Tariffs, Trade Tensions & Market Volatility: A Long-Term Perspective for Investors

An Era of Policy Shocks
We are witnessing a historic inflection point in global trade policy. In recent weeks, the US administration has enacted sweeping tariffs—raising the average effective tariff rate from just 2.4% to 25.5%—with the stated goal of reshoring supply chains and reducing America’s trade deficit. These moves, labeled “Liberation Day” by President Trump, represent the most significant US trade policy shift in over 90 years, effectively marking the end of the free trade era.

Financial markets have responded in kind: stocks declined amid fears of slower economic growth and rising inflation. Volatility has surged, and uncertainty has become the dominant force driving investor behavior.

Markets in Motion: What the Numbers Show

  • S&P 500 Index: Down ~17.6% from recent highs in December. This comes after two consecutive +20% calendar years.
  • NASDAQ Composite: Down ~22.8% since December, reflecting investor concerns around global tech supply chains.
  • Russell 2000 (Small Caps): Down ~26.6% since November, more exposed to higher input costs and limited pricing power.
  • Treasury Yields: After initially falling in sympathy with rising equity volatility, the 10-year yield closed Wednesday (4/9) at 4.34%, or 17 bps HIGHER than the day before the Liberation Day tariff announcement. (It is possible this dynamic was a catalyst to President Trump’s decision to place a 90-day pause on the tariff effective date for most countries outside of China.)

**Provided information:**
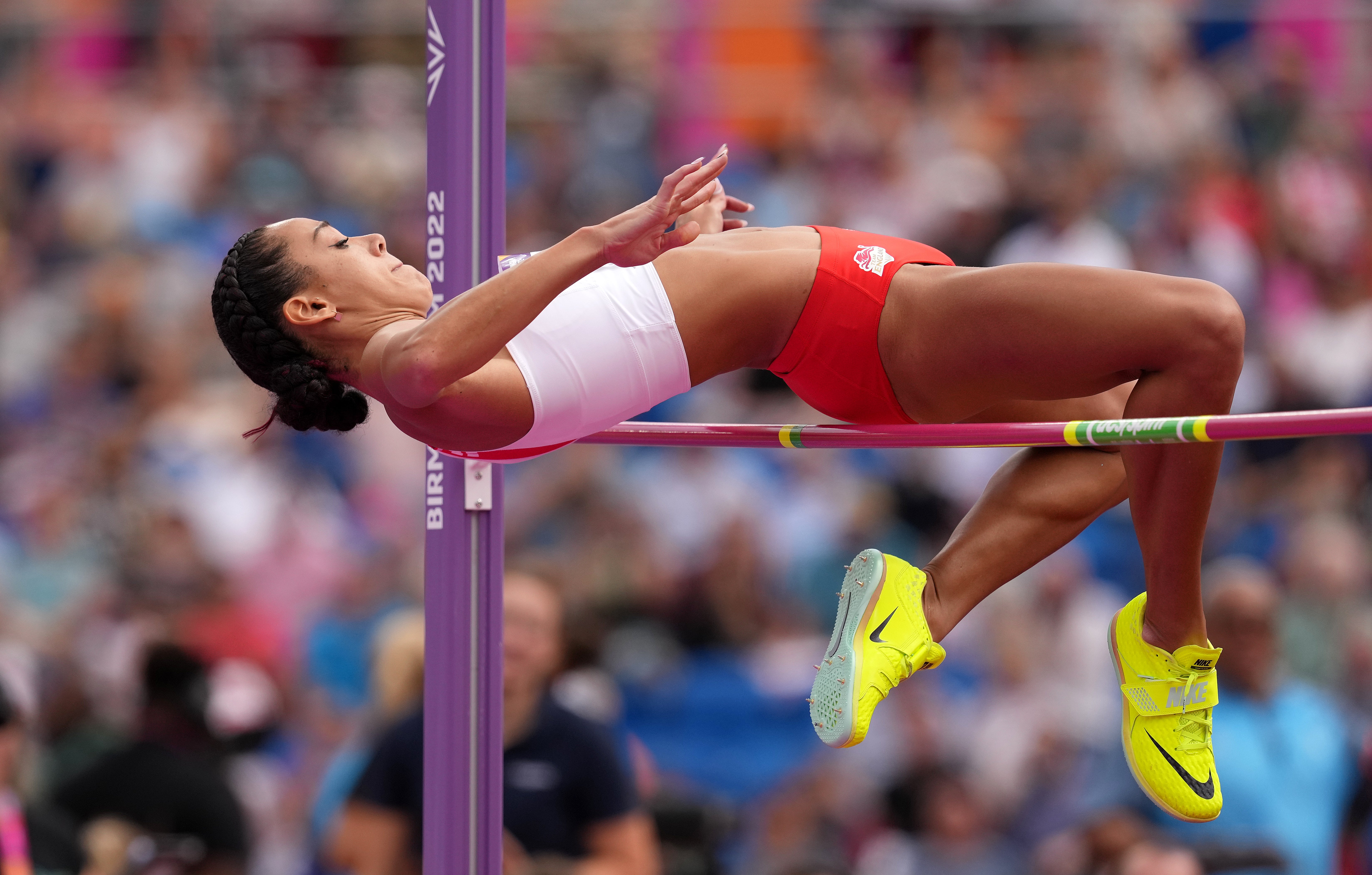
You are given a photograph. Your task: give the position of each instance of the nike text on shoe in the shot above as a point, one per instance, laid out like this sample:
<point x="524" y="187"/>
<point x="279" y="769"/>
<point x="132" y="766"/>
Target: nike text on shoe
<point x="1170" y="700"/>
<point x="880" y="640"/>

**Required actions:**
a) In the tariffs article, rewrite the part that opens with the words containing "Markets in Motion: What" and closes with "outside of China.)", swapping "in sympathy" for "in step".
b) According to the tariffs article, what did President Trump call the new tariff moves?
c) Write the next part of the article on tariffs and market volatility, picking up after its final sentence.

**Numbered responses:**
a)
Markets in Motion: What the Numbers Show

  • S&P 500 Index: Down ~17.6% from recent highs in December. This comes after two consecutive +20% calendar years.
  • NASDAQ Composite: Down ~22.8% since December, reflecting investor concerns around global tech supply chains.
  • Russell 2000 (Small Caps): Down ~26.6% since November, more exposed to higher input costs and limited pricing power.
  • Treasury Yields: After initially falling in step with rising equity volatility, the 10-year yield closed Wednesday (4/9) at 4.34%, or 17 bps HIGHER than the day before the Liberation Day tariff announcement. (It is possible this dynamic was a catalyst to President Trump’s decision to place a 90-day pause on the tariff effective date for most countries outside of China.)

b) "Liberation Day"

c)
  • Commodity prices have also declined in anticipation of slower global demand, with oil prices hitting $64.01 per barrel for Brent Crude and $59.05 per barrel for West Texas Intermediate.
  • The US dollar has weakened more than 6% since the tariff policy was unveiled—a move that amplifies inflationary pressures.

Short-Term Pain, Long-Term Implications
From a macro perspective, these tariffs act as a consumption tax. Input costs rise, squeezing corporate margins and consumer purchasing power. According to Alpine Macro, 68% of US manufacturing GDP depends on imported parts and semi-finished goods. Tariff-driven inflation, therefore, is likely to be temporary, followed by disinflationary forces as demand slows and household consumption is pressured.

Economic projections now show US GDP may decelerate from 3% (Q4 2024) to 1% by year-end 2025. Inflation is expected to temporarily rise above 4%, before moderating and the probability of a US recession has risen, driven not by financial excess, but by a policy-induced shock.

A Global Shake-Up, Not a Collapse
This is not a repeat of the 1930s. While the average US tariff rate may soon rival that of the Smoot-Hawley era, the globalized world economy is structurally deeper and more interconnected than it was a century ago. Services trade, cross-border investment and multinational business models create resiliency even amid policy turbulence.

Yet the consequences will not be evenly distributed. Export-heavy economies like China, Japan and South Korea will be disproportionately impacted. European nations and US allies like Canada and the U.K. may fare better if trade carve-outs or exemptions are negotiated.

Trump’s Tightening Constraints
President Trump faces mounting obstacles to his ability to maintain course on his current trade policies. A vulnerable Republican House majority and growing pressure from moderate lawmakers to assert more Congressional control over trade policy may create political pressure for President Trump to soften his stance. Yet, the most significant constraint isn’t political—it’s financial. Stubbornly high bond yields would limit Trump’s ability to fund growth-boosting stimulus, even as economic conditions deteriorate. At the same time, tariffs are stoking long-term inflation expectations, which in turn are suppressing bond demand. That keeps yields higher and reduces the government’s capacity to respond with fiscal easing—just as stimulus is most needed.

What Should Investors Do?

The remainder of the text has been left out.